Artikel:
****

Keniscayaan Bermazhab
Tidak mungkin seseorang yang tidak memenuhi kriteria sebagai seorang mujtahid dapat memahami al-Qur’an dan hadis secara langsung. Dia harus bertaklid kepada salah satu dari mazhab yang eksis dalam memahami al-Qur’an dan hadis. Kenyataan bahwa umat Islam terbagi menjadi dua kelompok; mujtahid dan mukalid telah dijelaskan oleh Rasulullah saw.
نضر الله امرأ سمع مقالتي فوعاها فأداها كما سمعها, فرب مبلغ لا فقه عنده ( رواه الترمذى وابن حبان)
“Allah menganugerahkan keselamatan dan wajah yang berseri-seri di hari kiamat kepada seseorang yang mendengar perkataanku, kemudian ia memeliharanya dan menyampaikannya sebagaimana ia mendengarnya. Betapa banyak orang yang menyampaikan, tapi tidak memiliki pemahaman (terhadapnya).” (H.R. at-Tirmidzi dan Ibnu Hibban)
Bukti terdapat pada lafal:
فرب مبلغ لافقه عنده
'Betapa banyak orang yang menyampaikan (hadis), tapi tidak memiliki pemahaman terhadapnya.'
Dalam riwayat lain:
ورب مبلغ اوعى من سامع
'Betapa banyak orang yang mendengar (disampaikan kepadanya hadis) lebih mengerti dari yang menyampaikan.'
Bagian dari lafal hadis tersebut memberikan pemahaman bahwa di antara sebagian orang yang mendengar hadis dari Rasulullah saw, ada yang hanya meriwayatkan lafalnya saja. Sedangkan pemahamannya terhadap kandungan hadis tersebut kurang dari pemahaman orang yang mendengar darinya. Orang yang kedua ini, dengan kekuatan nalar dan pemahamannya, memiliki kemampuan untuk menggali dan mengeluarkan hukum-hukum dan masalah-masalah yang terkandung di dalam hadis tersebut.
Dari sini, dapat diketahui bahwa sebagian sahabat Nabi ada yang pemahamannya kurang sempurnya jika dibandingkan dengan para murid dan orang yang mendengar hadis darinya.
Para ulama hadis yang menulis karya-karya dalam ilmu Mushthalah al-Hadits menyebutkan bahwa para ahli fatwa dari kalangan sahabat jumlahnya kurang dari sepuluh, yaitu sekitar enam menurut suatu pendapat. Sebagian ulama lain berpendapat bahwa ada sekitar dua ratus sahabat yang mencapai tingkatan mujtahid–dan ini pendapat yang lebih sahih.

****

Entri penunjuk objek berlabel
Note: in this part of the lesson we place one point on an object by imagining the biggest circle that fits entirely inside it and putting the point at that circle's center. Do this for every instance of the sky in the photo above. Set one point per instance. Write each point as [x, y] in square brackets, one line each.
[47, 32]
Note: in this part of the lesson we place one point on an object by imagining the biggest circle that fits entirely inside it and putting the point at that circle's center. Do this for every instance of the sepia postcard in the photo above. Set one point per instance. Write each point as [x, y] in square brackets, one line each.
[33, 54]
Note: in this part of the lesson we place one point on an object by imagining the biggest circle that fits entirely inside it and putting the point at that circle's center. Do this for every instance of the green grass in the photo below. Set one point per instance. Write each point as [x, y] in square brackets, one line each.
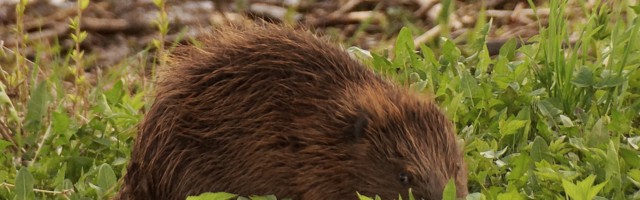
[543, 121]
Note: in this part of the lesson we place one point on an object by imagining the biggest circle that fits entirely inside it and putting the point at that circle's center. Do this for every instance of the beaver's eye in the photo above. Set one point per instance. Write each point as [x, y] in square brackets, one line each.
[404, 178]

****

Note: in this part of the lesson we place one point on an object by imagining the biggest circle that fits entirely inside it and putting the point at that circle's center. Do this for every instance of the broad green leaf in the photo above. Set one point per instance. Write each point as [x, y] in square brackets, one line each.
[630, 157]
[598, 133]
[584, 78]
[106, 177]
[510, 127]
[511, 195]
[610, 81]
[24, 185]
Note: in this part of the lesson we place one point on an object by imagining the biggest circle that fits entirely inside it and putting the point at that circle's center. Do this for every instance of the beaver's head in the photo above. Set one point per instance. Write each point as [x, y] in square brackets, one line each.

****

Terjemahkan kalimat berikut dari artikel tentang keniscayaan bermazhab ke dalam bahasa Inggris: "Dia harus bertaklid kepada salah satu dari mazhab yang eksis dalam memahami al-Qur’an dan hadis."

Jawaban: Such a person must practice taqlid by following one of the existing schools of thought in understanding the Qur’an and hadith.